** What you have to do **
Down to the last line, output the records below exactly.

** Input data **
^^^^^^^^

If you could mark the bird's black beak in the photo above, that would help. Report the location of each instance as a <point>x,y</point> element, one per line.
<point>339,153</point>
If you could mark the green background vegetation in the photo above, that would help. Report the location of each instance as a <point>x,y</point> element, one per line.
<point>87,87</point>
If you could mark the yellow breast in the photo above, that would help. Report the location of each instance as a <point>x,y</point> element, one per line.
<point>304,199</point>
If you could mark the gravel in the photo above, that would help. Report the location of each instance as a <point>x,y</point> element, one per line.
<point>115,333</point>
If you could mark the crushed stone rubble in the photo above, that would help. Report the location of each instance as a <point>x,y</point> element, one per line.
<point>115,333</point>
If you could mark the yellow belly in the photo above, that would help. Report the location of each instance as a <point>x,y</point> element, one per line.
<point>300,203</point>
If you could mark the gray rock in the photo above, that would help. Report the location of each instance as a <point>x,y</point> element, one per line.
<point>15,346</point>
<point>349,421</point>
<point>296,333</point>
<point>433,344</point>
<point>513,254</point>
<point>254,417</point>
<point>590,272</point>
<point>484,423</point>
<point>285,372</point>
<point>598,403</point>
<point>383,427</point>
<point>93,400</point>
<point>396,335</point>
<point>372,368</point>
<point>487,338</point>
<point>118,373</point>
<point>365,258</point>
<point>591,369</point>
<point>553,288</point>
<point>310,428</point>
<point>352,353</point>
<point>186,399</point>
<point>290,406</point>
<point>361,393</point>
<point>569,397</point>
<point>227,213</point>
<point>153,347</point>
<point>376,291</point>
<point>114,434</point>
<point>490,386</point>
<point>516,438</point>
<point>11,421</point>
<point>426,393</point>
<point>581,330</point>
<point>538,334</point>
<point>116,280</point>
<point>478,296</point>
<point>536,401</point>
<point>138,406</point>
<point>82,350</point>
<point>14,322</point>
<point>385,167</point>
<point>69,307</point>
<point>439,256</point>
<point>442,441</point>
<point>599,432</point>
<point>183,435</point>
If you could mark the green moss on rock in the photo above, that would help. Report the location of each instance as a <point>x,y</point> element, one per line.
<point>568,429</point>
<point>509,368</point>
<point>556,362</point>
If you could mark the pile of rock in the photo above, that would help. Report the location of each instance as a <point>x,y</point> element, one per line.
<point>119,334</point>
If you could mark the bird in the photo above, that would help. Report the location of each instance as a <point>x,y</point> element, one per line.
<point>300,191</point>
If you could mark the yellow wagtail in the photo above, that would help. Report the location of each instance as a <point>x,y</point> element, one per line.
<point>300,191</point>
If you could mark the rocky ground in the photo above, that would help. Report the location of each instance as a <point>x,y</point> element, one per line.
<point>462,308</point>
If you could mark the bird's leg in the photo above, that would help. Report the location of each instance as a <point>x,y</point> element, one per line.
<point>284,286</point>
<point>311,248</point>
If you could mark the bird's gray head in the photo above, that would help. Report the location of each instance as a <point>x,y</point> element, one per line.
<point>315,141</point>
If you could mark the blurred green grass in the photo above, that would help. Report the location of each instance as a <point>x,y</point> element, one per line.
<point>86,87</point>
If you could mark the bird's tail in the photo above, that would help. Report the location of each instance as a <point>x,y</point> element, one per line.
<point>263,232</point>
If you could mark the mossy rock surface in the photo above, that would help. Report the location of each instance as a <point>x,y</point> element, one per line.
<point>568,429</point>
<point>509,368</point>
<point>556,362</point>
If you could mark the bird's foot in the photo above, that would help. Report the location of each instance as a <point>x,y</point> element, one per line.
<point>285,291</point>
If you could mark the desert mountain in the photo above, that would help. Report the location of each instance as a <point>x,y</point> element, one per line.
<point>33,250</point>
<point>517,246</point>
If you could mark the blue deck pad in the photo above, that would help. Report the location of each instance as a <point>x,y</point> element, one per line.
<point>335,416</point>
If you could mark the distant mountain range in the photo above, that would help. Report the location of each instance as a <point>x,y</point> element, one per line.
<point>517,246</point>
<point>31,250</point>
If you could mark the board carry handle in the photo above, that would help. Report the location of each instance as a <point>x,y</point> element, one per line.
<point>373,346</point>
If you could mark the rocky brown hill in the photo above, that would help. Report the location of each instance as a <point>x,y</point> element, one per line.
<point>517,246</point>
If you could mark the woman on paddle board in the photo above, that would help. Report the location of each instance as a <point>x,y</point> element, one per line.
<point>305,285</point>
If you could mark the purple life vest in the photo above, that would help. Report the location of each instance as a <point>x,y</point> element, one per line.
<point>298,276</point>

^^^^^^^^

** Response below **
If you could mark the bird's black beak in the photo above, that would help. Report the location of each instance as a <point>x,y</point> element, one per line.
<point>339,153</point>
If you could mark the green background vegetation in the photo above, that would help. Report the location of each instance as a <point>x,y</point> element, one per line.
<point>87,87</point>
If you could mark the yellow breast in the photo above, that would help. Report the location of each instance as a <point>x,y</point> element, one per line.
<point>304,199</point>
If you could mark the gravel in the photo above, that would help. Report the location of each instance as a <point>x,y</point> element, one per line.
<point>115,333</point>
If you could mark the crushed stone rubble in the photo above, that would help. Report the location of each instance as a <point>x,y</point> element, one per line.
<point>115,333</point>
If you could mark the yellow belly in the photo above, that would help. Report the location of each instance as a <point>x,y</point> element, one per line.
<point>300,203</point>
If you could mark the gray rock in the photo above, that would help. Report the location of each instance as a <point>x,y</point> element, one per line.
<point>15,346</point>
<point>349,421</point>
<point>296,333</point>
<point>433,344</point>
<point>513,254</point>
<point>254,417</point>
<point>590,272</point>
<point>484,423</point>
<point>285,372</point>
<point>598,403</point>
<point>383,427</point>
<point>93,400</point>
<point>396,335</point>
<point>372,368</point>
<point>487,338</point>
<point>118,373</point>
<point>365,258</point>
<point>591,369</point>
<point>553,288</point>
<point>310,428</point>
<point>352,353</point>
<point>186,399</point>
<point>290,406</point>
<point>361,393</point>
<point>569,397</point>
<point>227,213</point>
<point>153,347</point>
<point>376,291</point>
<point>114,434</point>
<point>490,386</point>
<point>516,438</point>
<point>11,421</point>
<point>426,393</point>
<point>581,330</point>
<point>538,334</point>
<point>116,280</point>
<point>478,296</point>
<point>536,401</point>
<point>138,406</point>
<point>82,350</point>
<point>14,322</point>
<point>385,167</point>
<point>69,307</point>
<point>439,256</point>
<point>442,441</point>
<point>599,432</point>
<point>183,435</point>
If you could mark the green moss on rock in the photo above, that would help. Report the location of each instance as a <point>x,y</point> element, one per line.
<point>568,429</point>
<point>509,368</point>
<point>556,362</point>
If you could mark the pile of rock in the photo above, that would help. Report the location of each instance as a <point>x,y</point> element, one per line.
<point>119,334</point>
If you could mark the bird in the photo above, that would help. Report the location of each instance as a <point>x,y</point> element, one per line.
<point>300,191</point>
If you could mark the yellow wagtail in the photo above, that would help. Report the location of each instance as a <point>x,y</point> element, one per line.
<point>300,191</point>
If you could mark the rocky ground in the photo above, that would help. Report the location of each instance as a <point>x,y</point> element, one per line.
<point>462,308</point>
If you could mark the bird's leg in the photo above, that would help. Report the location of each instance as a <point>x,y</point> element, one per line.
<point>284,286</point>
<point>311,248</point>
If you could mark the bird's gray head in the photo above, that would help. Report the location of each instance as a <point>x,y</point> element, one per line.
<point>315,141</point>
If you could mark the blurred green grass in the photo above, that would help. Report the location of each instance as a <point>x,y</point> element, one per line.
<point>86,87</point>
If you could mark the bird's tail in the photo above, that would help. Report the location of each instance as a <point>x,y</point> element, one per line.
<point>263,232</point>
If you could mark the mossy rock surface in the photo above, that would help. Report the location of each instance as a <point>x,y</point> element, one per line.
<point>568,429</point>
<point>509,368</point>
<point>556,362</point>
If you could mark the bird's foot in the photo above, that would help. Report the location of each instance as a <point>x,y</point> element, one per line.
<point>285,291</point>
If you could mark the desert mountain in the photo above, that would help. Report the location of each instance as a <point>x,y</point> element, one per line.
<point>33,250</point>
<point>517,246</point>
If you could mark the blue deck pad in the photo above, that would help. Report the location of each instance as a <point>x,y</point> element, one per line.
<point>335,416</point>
If you could mark the distant mountain range in the photo above, that would help. Report the location of each instance as a <point>x,y</point> element, one per line.
<point>517,246</point>
<point>31,250</point>
If you could mark the board carry handle in the photo above, that would help. Report the location of each instance as a <point>x,y</point> element, one per line.
<point>373,346</point>
If you could mark the rocky brown hill in the photo above, that would help. Report the location of each instance as a <point>x,y</point> element, one per line.
<point>517,246</point>
If you could mark the woman on paddle board in the photo above, that would help. Report the location of each instance as a <point>x,y</point> element, one per line.
<point>305,285</point>
If you could mark the purple life vest in the photo above, that would help. Report the location of each instance as a <point>x,y</point> element, one per line.
<point>298,276</point>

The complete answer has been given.